Reproduce the records below word for word, changing nothing.

Start of Rows

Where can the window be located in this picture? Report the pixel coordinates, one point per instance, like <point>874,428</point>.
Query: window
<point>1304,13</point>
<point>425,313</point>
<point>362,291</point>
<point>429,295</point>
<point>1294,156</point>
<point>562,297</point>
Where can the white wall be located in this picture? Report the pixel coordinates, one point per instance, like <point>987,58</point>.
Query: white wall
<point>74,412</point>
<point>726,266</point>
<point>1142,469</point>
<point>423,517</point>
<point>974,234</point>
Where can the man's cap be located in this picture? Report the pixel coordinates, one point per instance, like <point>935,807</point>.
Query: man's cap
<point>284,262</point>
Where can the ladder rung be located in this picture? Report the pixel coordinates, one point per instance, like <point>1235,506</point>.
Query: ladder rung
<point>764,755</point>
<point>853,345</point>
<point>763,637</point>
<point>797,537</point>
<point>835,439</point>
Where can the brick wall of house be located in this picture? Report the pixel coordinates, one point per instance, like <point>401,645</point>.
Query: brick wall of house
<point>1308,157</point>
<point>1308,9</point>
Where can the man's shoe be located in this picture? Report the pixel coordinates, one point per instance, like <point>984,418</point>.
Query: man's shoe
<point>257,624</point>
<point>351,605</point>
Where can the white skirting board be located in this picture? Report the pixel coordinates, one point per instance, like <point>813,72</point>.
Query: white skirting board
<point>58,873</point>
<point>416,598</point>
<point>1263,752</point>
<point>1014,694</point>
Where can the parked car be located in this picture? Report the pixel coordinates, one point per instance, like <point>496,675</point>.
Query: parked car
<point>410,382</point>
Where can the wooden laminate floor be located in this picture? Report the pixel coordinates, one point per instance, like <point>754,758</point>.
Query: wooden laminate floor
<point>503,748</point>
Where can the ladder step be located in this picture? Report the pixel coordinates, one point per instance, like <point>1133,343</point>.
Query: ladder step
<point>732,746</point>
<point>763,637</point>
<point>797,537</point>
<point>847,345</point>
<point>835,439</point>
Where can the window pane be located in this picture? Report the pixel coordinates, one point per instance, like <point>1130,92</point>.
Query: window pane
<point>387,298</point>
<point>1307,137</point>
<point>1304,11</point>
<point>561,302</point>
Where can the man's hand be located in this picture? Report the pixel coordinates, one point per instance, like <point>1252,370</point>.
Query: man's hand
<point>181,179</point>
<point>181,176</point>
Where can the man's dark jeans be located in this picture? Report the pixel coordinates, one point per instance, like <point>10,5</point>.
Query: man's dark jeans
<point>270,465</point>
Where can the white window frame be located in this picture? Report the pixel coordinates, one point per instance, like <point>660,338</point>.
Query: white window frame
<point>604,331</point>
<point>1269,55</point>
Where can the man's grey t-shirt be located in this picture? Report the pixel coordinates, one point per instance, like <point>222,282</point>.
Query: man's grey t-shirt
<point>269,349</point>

End of Rows

## Exercise result
Where can the window be located in this picture? Report the pixel coordinates, one point per instance, like <point>874,428</point>.
Query: window
<point>1304,13</point>
<point>425,313</point>
<point>362,291</point>
<point>429,295</point>
<point>1294,156</point>
<point>562,297</point>
Where can the white wall be located in this picture? Report the pixel coordinates, one point per instance, like <point>987,58</point>.
Query: white wall
<point>74,412</point>
<point>726,266</point>
<point>1142,469</point>
<point>423,517</point>
<point>974,234</point>
Where can the man's cap be located in this picture? Report the pixel coordinates, one point per instance, like <point>935,807</point>.
Query: man's cap
<point>284,262</point>
Where can the ladder rung be located in this picture? Report the pixel coordinates, one point per instance, like <point>1235,506</point>.
Query: ladder rung
<point>764,755</point>
<point>853,345</point>
<point>763,637</point>
<point>797,537</point>
<point>835,439</point>
Where can the brick wall of house be located in this picture? Report the pixel coordinates, one point per instance, like <point>401,645</point>.
Query: brick wall of house
<point>1308,157</point>
<point>1308,9</point>
Where can the man's shoe be located in this picture? Report the pixel coordinates, one point per instance, like <point>984,418</point>.
Query: man's shoe
<point>257,624</point>
<point>351,605</point>
Where can the white skirting board be located in this picture? Report the pixel coordinates, one point per instance, like <point>813,72</point>.
Query: white skirting board
<point>58,873</point>
<point>416,598</point>
<point>1263,752</point>
<point>1014,694</point>
Where can the parked car be located in this picture? Report the pixel coordinates, one point per instance, like <point>496,675</point>.
Query: parked car
<point>410,382</point>
Where can the wooden laminate floor be located in this picture? Report the pixel coordinates, one point per instance, like <point>754,758</point>.
Query: wooden laminate floor
<point>503,748</point>
Where can the ladder step be located in this picture? Report the pixel coordinates, one point per instance, like <point>1133,343</point>.
Query: ladder step
<point>732,746</point>
<point>763,637</point>
<point>797,537</point>
<point>847,345</point>
<point>835,439</point>
Where can the window pane be located in this picture? Report the pixel coordinates, one point per instance, like <point>1130,92</point>.
Query: window pane
<point>387,298</point>
<point>1307,137</point>
<point>1304,11</point>
<point>561,302</point>
Where can the man's hand be located in this picture? Report the pixel coordinates, one point per instance, like <point>1252,370</point>.
Query: man's hand
<point>181,179</point>
<point>181,176</point>
Where can the man's dark jeans be located in this picture? Report the pixel coordinates, one point per instance, like <point>10,5</point>.
Query: man's dark jeans
<point>270,465</point>
Where can the white window frame be located in this picture? Report the pixel coordinates, one point per instance, like <point>660,338</point>.
Query: white window frame
<point>604,331</point>
<point>1269,55</point>
Where can the man's grey t-shirt be located in this picture? Report the pixel coordinates, one point per instance, like <point>222,282</point>.
Query: man's grey t-shirt
<point>269,349</point>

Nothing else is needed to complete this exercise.